- TUJUAN TUGAS
Salin ulang semua baris catatan di bawah ini tanpa perubahan sedikit pun. Gambar tidak perlu dimasukkan ke dalam jawaban.

(Entri pelabelan lokasi pada gambar)
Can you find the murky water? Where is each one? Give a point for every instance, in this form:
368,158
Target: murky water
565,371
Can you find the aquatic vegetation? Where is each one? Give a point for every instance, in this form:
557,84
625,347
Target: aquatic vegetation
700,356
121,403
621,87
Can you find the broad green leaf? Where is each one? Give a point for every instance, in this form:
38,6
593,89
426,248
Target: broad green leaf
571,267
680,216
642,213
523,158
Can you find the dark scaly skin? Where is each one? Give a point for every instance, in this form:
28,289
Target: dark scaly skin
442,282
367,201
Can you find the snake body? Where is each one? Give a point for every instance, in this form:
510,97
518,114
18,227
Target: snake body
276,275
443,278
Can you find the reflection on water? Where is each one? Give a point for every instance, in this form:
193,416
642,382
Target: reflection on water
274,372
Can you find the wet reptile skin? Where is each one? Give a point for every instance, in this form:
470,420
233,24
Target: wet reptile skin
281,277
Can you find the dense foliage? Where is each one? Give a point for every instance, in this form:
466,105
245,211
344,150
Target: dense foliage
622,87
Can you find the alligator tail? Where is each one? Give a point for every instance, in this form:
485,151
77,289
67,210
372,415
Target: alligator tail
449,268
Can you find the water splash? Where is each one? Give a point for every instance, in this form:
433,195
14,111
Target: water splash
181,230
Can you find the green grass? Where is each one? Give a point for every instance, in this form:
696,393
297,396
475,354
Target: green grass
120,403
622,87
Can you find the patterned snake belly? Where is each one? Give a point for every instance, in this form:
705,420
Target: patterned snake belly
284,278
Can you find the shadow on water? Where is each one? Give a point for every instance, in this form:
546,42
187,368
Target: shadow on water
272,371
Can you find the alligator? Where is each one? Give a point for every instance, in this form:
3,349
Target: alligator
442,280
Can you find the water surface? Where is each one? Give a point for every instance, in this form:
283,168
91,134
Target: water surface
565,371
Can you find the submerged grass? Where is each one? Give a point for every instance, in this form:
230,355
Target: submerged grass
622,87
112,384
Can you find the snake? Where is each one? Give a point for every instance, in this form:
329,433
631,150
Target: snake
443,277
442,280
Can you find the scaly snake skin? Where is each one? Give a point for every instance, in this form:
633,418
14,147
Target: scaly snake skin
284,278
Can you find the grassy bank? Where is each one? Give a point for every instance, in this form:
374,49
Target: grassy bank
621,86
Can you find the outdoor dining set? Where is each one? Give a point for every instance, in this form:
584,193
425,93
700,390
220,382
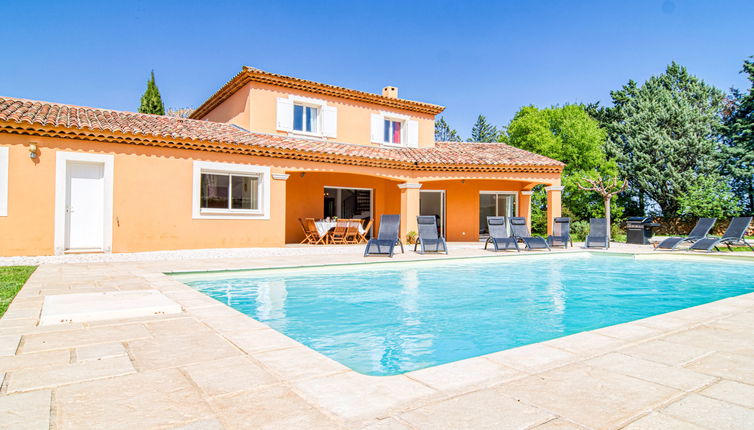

- HASIL DI BAWAH
Can you find the murky water? Where is each one? Give a point for every instance, in this form:
368,158
Target: murky water
565,371
Can you find the aquatic vegetation? Where is each one? Give a point for every instance, in this form:
557,84
625,347
Target: aquatic vegetation
700,356
121,403
621,87
Can you find the broad green leaf? Where is each one? Give a point for every instance, in this form:
38,6
593,89
426,248
Target: broad green leaf
571,267
680,216
642,213
523,158
Can you find the dark scaly skin? Where is each one? Give a point for every instance, in this form:
28,289
Target: dark scaly skin
442,282
367,201
Can you find the snake body? Where is each one? Give a point for every instance, in this form:
510,97
518,114
18,227
Target: snake body
276,275
443,278
Can you find the reflection on water? Where is each one? Give a point for every instance, in this form:
193,416
642,382
Target: reflection on water
274,372
Can you find the wet reptile skin? Where is each one? Give a point for every instance, in this form:
470,420
233,24
Target: wet reptile skin
281,277
Can you find the dense foliage? Where is each one? Give a point for every instance, in this form:
466,105
245,211
344,150
Target: dense foliage
622,87
Can you find the alligator tail? Where is each one? Give a point for every instance, in this form:
485,151
77,289
67,210
372,415
Target: alligator tail
449,268
Can you find the water splash? Where is each one? Give a point for every instance, in this form:
433,195
14,111
Target: water splash
181,230
Can you find the green grass? Where is each one? Give a point for every instance, in this form:
696,393
297,396
475,354
Target: green grass
120,403
622,87
Can you find the patterned snake belly? Where is each one? Give a point for every instance, in this form:
705,420
Target: patterned snake belly
284,278
Can you find the shadow on water? Where is each one? Give a point for every instance, in this form:
546,42
187,368
Target: shadow on water
272,371
Can you find the alligator? Where is each one? Give a point for every instance, in this form:
3,349
Target: alligator
442,280
Can you find the water surface? Where is each one? Give a point for every instance, in this form:
283,168
91,134
Target: water surface
565,371
Can you find the submerged grass? Where is each one? Give a point for every instance, in this form:
230,355
Target: submerged grass
622,87
112,384
Can you find the snake? Where is each one? Give a point for every instance, in this form:
329,433
631,150
Target: snake
443,277
442,280
Can you find the scaly snake skin? Where is each one? Give a point for every instance, in this form:
633,418
14,147
Target: scaly snake skin
284,278
Can you find the grassy bank? Where is each one? Give a point for every instance, in this form:
374,49
Target: grassy bank
621,86
Can you find the outdoor dining set? Where is each one? Give a point for every instance, in this form:
584,193
425,93
700,390
220,382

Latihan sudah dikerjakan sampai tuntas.